YOUR INSTRUCTIONS | Straight copy, no pictures: transcribe each entry as it stands.

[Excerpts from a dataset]
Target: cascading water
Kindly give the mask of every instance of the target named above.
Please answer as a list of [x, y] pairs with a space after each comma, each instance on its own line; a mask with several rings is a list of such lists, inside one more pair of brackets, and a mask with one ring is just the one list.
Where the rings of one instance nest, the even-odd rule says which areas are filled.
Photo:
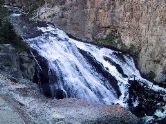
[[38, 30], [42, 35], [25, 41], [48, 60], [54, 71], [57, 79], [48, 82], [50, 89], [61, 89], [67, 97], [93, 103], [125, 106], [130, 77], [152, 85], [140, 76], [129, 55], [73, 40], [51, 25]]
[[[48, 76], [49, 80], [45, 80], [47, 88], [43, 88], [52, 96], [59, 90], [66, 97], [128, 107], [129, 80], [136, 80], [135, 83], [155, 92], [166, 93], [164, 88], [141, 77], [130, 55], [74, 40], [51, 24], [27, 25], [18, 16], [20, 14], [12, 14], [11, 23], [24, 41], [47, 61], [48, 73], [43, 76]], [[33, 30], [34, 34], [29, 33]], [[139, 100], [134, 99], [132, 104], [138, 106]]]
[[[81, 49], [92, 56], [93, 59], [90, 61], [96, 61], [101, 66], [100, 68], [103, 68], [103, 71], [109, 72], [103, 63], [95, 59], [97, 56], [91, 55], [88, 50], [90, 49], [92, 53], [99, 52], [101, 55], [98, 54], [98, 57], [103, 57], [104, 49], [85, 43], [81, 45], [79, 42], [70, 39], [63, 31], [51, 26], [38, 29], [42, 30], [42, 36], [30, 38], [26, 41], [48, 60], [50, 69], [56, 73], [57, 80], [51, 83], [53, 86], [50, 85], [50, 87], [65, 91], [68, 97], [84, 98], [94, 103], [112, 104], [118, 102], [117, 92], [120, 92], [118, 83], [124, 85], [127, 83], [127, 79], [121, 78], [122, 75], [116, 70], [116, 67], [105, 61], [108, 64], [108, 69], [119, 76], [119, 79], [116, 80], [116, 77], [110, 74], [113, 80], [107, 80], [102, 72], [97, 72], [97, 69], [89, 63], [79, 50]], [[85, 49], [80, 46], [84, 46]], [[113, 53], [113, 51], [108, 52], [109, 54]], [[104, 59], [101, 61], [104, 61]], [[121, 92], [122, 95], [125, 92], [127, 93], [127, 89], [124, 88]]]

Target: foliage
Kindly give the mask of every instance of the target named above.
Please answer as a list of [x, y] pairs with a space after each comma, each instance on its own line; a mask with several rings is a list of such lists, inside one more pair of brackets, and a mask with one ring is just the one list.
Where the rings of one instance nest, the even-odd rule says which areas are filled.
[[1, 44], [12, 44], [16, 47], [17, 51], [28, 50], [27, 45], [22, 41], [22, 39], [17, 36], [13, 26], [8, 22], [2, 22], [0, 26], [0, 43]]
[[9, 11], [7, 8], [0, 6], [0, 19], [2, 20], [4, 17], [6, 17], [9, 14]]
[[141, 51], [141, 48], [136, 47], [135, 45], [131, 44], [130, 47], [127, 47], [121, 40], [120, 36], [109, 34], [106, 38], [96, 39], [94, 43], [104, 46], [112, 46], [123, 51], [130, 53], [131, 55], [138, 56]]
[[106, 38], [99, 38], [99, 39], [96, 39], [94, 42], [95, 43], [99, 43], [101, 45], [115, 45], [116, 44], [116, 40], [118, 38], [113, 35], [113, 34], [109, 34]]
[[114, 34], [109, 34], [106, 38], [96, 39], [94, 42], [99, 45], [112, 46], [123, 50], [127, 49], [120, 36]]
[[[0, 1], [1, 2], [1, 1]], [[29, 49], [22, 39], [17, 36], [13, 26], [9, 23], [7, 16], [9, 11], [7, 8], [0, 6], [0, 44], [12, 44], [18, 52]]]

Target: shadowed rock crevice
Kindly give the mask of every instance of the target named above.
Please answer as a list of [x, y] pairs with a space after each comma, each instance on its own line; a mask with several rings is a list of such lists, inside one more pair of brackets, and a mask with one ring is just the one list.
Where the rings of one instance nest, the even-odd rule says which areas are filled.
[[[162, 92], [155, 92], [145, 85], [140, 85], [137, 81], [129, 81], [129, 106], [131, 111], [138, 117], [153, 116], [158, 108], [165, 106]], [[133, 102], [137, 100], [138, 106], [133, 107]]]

THE ANSWER |
Target: cascading water
Kindly give the mask of every instance of the target named above.
Please answer as a list of [x, y] pairs with a space after each comma, each instance on its own line; a mask with several rings is a list of such lists, inside one more pair of brackets, and a mask with one ring is just the one list.
Where the rings of one instance nest, the even-odd rule says which areas are filled.
Photo:
[[38, 30], [42, 35], [25, 41], [48, 60], [54, 71], [57, 79], [48, 82], [50, 89], [61, 89], [67, 97], [93, 103], [125, 106], [130, 77], [152, 85], [140, 76], [129, 55], [73, 40], [51, 25]]
[[[48, 76], [49, 80], [45, 80], [47, 88], [43, 88], [52, 96], [59, 90], [66, 97], [128, 107], [129, 80], [136, 80], [135, 83], [155, 92], [166, 93], [164, 88], [141, 77], [130, 55], [74, 40], [51, 24], [27, 25], [18, 16], [20, 14], [12, 14], [11, 23], [24, 41], [47, 61], [48, 73], [43, 76]], [[33, 30], [34, 34], [29, 33]], [[139, 100], [134, 99], [132, 104], [138, 106]]]
[[[81, 49], [92, 56], [93, 59], [90, 61], [96, 61], [101, 66], [100, 68], [103, 68], [103, 71], [109, 72], [103, 63], [95, 59], [97, 56], [91, 55], [88, 50], [90, 49], [92, 53], [99, 52], [101, 55], [98, 54], [98, 57], [103, 57], [104, 49], [85, 43], [81, 45], [79, 42], [70, 39], [63, 31], [51, 26], [38, 29], [42, 30], [42, 36], [30, 38], [26, 41], [48, 60], [50, 69], [56, 73], [57, 80], [51, 83], [53, 86], [50, 85], [50, 87], [65, 91], [68, 97], [84, 98], [94, 103], [112, 104], [118, 102], [117, 92], [120, 92], [118, 83], [124, 85], [127, 83], [127, 79], [121, 78], [122, 75], [116, 70], [116, 67], [105, 61], [108, 64], [108, 69], [119, 76], [119, 79], [116, 80], [116, 77], [110, 74], [113, 80], [107, 80], [102, 72], [97, 72], [97, 69], [89, 63], [79, 50]], [[85, 49], [80, 46], [84, 46]], [[113, 53], [113, 51], [108, 52], [109, 54]], [[104, 59], [101, 61], [104, 61]], [[121, 92], [122, 95], [125, 92], [127, 93], [127, 89], [124, 88]]]

Target: foliage
Kindly give the mask of every instance of the target named above.
Please answer as a list of [x, y] pairs with a space after each comma, each instance on its own line; a mask with several rings is a list of such lists, inside one more pair of brackets, and a mask with one ring is just the one list.
Where the rings of one instance nest, the even-odd rule says which areas are filled.
[[1, 44], [12, 44], [16, 47], [17, 51], [28, 50], [27, 45], [22, 41], [22, 39], [17, 36], [13, 26], [8, 22], [2, 22], [0, 26], [0, 43]]
[[9, 11], [7, 8], [0, 6], [0, 19], [2, 20], [4, 17], [6, 17], [9, 14]]
[[141, 51], [141, 48], [136, 47], [135, 45], [131, 44], [130, 47], [127, 47], [121, 40], [120, 36], [109, 34], [106, 38], [96, 39], [94, 43], [104, 46], [112, 46], [123, 51], [130, 53], [131, 55], [138, 56]]
[[106, 38], [99, 38], [99, 39], [96, 39], [94, 42], [95, 43], [99, 43], [101, 45], [115, 45], [116, 44], [116, 40], [118, 38], [113, 35], [113, 34], [109, 34]]
[[114, 34], [109, 34], [106, 38], [96, 39], [94, 42], [99, 45], [112, 46], [123, 50], [127, 49], [120, 36]]
[[[0, 1], [1, 2], [1, 1]], [[29, 49], [22, 39], [17, 36], [13, 26], [9, 23], [7, 16], [9, 11], [7, 8], [0, 6], [0, 44], [12, 44], [18, 52]]]

Target: shadowed rock crevice
Kindly give the mask of every instance of the target named above.
Please answer as a list of [x, y] pairs with a space after each comma, each instance on its own line; a mask with several rings is a list of such lists, inside one more pair of brackets, and a mask with one ring is just the one list.
Where the rings of one instance nest, the even-odd rule says which areas are filled.
[[[162, 92], [155, 92], [145, 85], [140, 85], [137, 81], [129, 81], [129, 106], [131, 111], [138, 117], [153, 116], [158, 108], [165, 106]], [[133, 102], [137, 100], [138, 106], [133, 107]]]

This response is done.